Questions »
1) In the smFRET analysis text, where are the centers of the two fitted Gaussians situated?
2) Write the next part of the smFRET trajectory analysis text, starting after its final sentence.

Document text »

Analysis of complex single-molecule FRET time trajectories

Abstract

Single-molecule methods have given researchers the ability to investigate the structural dynamics of biomolecules at unprecedented resolution and sensitivity. One of the preferred methods of studying single biomolecules is single-molecule fluorescence resonance energy transfer (smFRET). The popularity of smFRET stems from its ability to report on dynamic, either intra- or intermolecular interactions in real-time. For example, smFRET has been successfully used to characterize the role of dynamics in functional RNAs and their protein complexes, including ribozymes, the ribosome, and more recently the spliceosome. Being able to reliably extract quantitative kinetic and conformational parameters from smFRET experiments is crucial for the interpretation of their results. The need for efficient, unbiased analysis routines becomes more evident as the systems studied become more complex. In this chapter, we focus on the practical utility of statistical algorithms, particularly hidden Markov models, to aid in the objective quantification of complex smFRET trajectories with three or more discrete states, and to extract kinetic information from the trajectories. Additionally, we present a method for systematically eliminating transitions associated with uncorrelated fluorophore behavior that may occur due to dye anisotropy and quenching effects. We also highlight the importance of data condensation through the use of various transition density plots to fully understand the underlying conformational dynamics and kinetic behavior of the biological macromolecule of interest under varying conditions. Finally, the application of these techniques to studies of pre-mRNA conformational changes during eukaryotic splicing is discussed.

Figure 1. Capturing the conformational dynamics of single pre-mRNA molecules through smFRET in real-time

(A) A pre-mRNA molecule is immobilized through a 2'-O-methylated capture oligonucleotide, and is bound to a PEG passivated quartz slide through a biotin-streptavidin interaction. The inset depicts a portion of a field of view captured by the I-CCD camera, and how the donor (Cy3) and acceptor (Cy5) fluorophores can be captured simultaneously. Peak finder algorithms are used to automatically find and match corresponding fluorophores from single molecules (white circles). (B) Exemplary fluorescence intensity and FRET changes of a single molecule.

Figure 2. Histogram distribution analysis, thresholding, and hidden Markov modeling are well suited for simple trajectories

(A) Simulated FRET probability distribution created by simulating 10 s at 100 ms repetition rate (1,000 data points) each of 100 molecules based on a two-state model (inset). The distribution was fit using two Gaussians whose sum models the distribution well (red outline). The centers of the Gaussians as determined by the fitting routine are situated at 0.203 and 0.802. (B) A sample trajectory of the simulated two-state system with discrete FRET states determined through either thresholiding (top) or hidden Markov modeling (HMM) (bottom). (C) Dwell time analysis of the simulated two-state system after determining the dwell times using the thresholding method or HMM. Measured dwell times were binned and plotted as a cumulative distribution and then fit with single-exponential functions using Microcal Origin.

Excerpted records »
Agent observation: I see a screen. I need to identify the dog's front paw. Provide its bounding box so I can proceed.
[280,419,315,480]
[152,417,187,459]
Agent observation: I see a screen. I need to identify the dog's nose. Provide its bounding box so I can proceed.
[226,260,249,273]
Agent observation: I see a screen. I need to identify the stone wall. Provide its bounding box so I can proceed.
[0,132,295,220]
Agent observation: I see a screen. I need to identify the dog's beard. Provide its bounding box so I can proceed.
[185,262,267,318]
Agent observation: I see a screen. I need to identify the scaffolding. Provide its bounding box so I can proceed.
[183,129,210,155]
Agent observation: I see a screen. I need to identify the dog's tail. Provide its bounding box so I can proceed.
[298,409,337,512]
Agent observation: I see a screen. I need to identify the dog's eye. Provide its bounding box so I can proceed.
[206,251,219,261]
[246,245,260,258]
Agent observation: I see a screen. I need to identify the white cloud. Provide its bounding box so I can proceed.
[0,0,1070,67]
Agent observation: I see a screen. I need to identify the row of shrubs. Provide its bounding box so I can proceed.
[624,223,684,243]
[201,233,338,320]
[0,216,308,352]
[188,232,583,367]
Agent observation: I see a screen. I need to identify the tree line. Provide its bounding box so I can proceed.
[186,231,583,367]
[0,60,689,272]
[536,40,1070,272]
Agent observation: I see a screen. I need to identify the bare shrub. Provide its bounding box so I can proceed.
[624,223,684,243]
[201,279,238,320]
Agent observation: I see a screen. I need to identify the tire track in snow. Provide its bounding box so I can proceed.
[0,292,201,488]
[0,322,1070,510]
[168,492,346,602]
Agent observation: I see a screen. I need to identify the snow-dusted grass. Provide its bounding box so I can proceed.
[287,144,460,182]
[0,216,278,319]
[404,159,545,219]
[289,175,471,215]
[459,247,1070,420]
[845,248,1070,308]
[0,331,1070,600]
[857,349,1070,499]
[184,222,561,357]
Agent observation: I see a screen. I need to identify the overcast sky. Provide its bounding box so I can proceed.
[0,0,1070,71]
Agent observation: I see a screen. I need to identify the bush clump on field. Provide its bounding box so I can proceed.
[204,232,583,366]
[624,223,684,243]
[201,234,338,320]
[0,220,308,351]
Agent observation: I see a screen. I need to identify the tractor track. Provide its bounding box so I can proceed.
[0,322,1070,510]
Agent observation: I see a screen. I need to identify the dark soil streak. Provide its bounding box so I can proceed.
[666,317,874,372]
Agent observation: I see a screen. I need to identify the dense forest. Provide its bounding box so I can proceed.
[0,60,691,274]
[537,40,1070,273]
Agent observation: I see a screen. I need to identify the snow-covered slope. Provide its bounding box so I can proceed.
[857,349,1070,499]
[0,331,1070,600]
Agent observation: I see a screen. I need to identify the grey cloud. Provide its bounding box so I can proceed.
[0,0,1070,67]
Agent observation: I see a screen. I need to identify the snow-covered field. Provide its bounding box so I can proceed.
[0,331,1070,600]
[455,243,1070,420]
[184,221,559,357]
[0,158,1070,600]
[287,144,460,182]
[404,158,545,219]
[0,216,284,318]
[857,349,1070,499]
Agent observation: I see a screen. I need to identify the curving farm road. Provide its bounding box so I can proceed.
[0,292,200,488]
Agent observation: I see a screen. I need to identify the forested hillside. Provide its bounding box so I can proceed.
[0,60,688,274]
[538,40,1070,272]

Your written answers »
1) At 0.203 and 0.802.

2)
Figure 3. Complex trajectories are not amenable to thresholding and distribution analysis, but require hidden Markov modeling

(A) Parameters used for simulating a five-state system. FRET states and their transition rate constants are depicted as a transition matrix with the slowest and fastest rate constants (all in s⁻¹) in bold. F_i = initial FRET state; F_f = final FRET state. (B) Raw FRET trajectory of one exemplary molecule simulated with the parameters in Fig. 3A (top). The idealized trajectory as determined by HMM executed in QuB (middle) and both trajectories overlaid (bottom). (C) FRET probability distribution of the simulated five-state system. This histogram shows that even in simulated data the five underlying states are obscured by noise, rendering distribution analysis less informative as in simple two-state systems.

Figure 4. Local correlation analysis utilizing HMM algorithms and transition scoring

(A) Transition quality scoring used to exclude artificial FRET transitions caused by unilateral changes in one fluorophore. In our studies we are interested in only transitions with scores 1–3, since these transitions exhibit anti-correlated changes in the fluorescence intensity of both fluorophores simultaneously, as indicated. The time-window used to search for transitions in the donor and acceptor trajectories is set by examining the FRET trajectory. The size of the time window we chose to relate to the dwell time immediately before the FRET transition being scored. (B) Experimental trajectory and the scores of highlighted transitions after idealizing the donor signal, acceptor signal, and FRET using hidden Markov modeling (black lines). Transitions marked with an x are not characterized by donor-acceptor anti-correlation and not considered in any further analysis.

Figure 5. Data visualization for complex trajectories, including TDP and POKIT plot analysis

A side-by-side comparison of the same data set using three representations. Traditional TDPs are scaled by the number of times a transition is observed over all molecules, regardless of whether in only a small sub-population of molecules with rapid transitions or commonly in all molecules. TODP and POKIT plots are scaled by the fraction of all molecules within a population that exhibits a particular transition. POKIT plots additionally provide kinetic information encoded in the color of the concentric circles.